┌─ Ausgewählter Abschnitt

# Norco Shore 3 ´09 mit Sun Equilizer Rims



## mojave (28. November 2009)

hallo leute,

ich habe da ne frage zu der ich anderswo noch keine antwort fand. es geht um die maximale reifenbreite die ich auf die original sun equilizer 29 
(32 loch) felgen meines norco shore three 2009 montieren kann. aktuell habe ich 2,5" reifen drauf und möchte ggf auch mal noch breitere reifen ausprobieren. nur denke ich mir das mit der zunehmenden reifenbreite auch die felgenbreite zunehmen sollte?! wer kann mir da weiterhelfen? gibt es dazu evtl auch irgendwo eine tabelle??

besten dank für eure hilfe!

gruß torsten


----------



## Indian Summer (2. Dezember 2009)

Hier mal die Daten der Felge:


----------



## MTB-News.de




----------



## mojave (2. Dezember 2009)

hi indian!
danke für die daten, aber irgendwie beantwortet das leider nicht meine frage nach der maximal zulässigen reifenbreite.
mfg torsten


----------



## Indian Summer (3. Dezember 2009)

└─
┌─ Datensätze

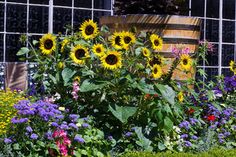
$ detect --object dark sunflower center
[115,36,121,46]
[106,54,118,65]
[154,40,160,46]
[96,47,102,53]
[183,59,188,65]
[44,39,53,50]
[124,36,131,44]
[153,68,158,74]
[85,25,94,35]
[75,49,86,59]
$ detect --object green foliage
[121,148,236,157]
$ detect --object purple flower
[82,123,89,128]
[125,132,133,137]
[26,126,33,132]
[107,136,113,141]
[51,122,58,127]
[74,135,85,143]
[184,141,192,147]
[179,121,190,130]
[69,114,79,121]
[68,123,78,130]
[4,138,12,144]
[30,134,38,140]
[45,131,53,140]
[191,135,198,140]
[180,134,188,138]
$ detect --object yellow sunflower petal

└─
┌─ Datensätze

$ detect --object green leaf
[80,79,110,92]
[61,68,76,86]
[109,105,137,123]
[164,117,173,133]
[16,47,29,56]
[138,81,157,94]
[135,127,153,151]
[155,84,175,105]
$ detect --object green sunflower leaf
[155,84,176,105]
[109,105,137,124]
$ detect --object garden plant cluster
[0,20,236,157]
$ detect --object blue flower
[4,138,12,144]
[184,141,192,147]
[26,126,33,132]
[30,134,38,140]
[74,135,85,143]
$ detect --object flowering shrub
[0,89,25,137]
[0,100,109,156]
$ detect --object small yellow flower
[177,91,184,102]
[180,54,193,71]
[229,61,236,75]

└─

» **Aufgabenstellung**
Ändere im Forenthread zur Reifenbreite den Abschnitt, der bei "ich habe da" beginnt und bei "Summer (2. Dezember 2009)" endet, indem du "reifenbreite" durch "reifengröße" ersetzt, und gib ihn wieder. Die Auflistung hat mit dem Forenthread nichts zu tun.

» **Ergebnis**
ich habe da ne frage zu der ich anderswo noch keine antwort fand. es geht um die maximale reifengröße die ich auf die original sun equilizer 29 
(32 loch) felgen meines norco shore three 2009 montieren kann. aktuell habe ich 2,5" reifen drauf und möchte ggf auch mal noch breitere reifen ausprobieren. nur denke ich mir das mit der zunehmenden reifengröße auch die felgenbreite zunehmen sollte?! wer kann mir da weiterhelfen? gibt es dazu evtl auch irgendwo eine tabelle??

besten dank für eure hilfe!

gruß torsten


----------



## Indian Summer (2. Dezember 2009)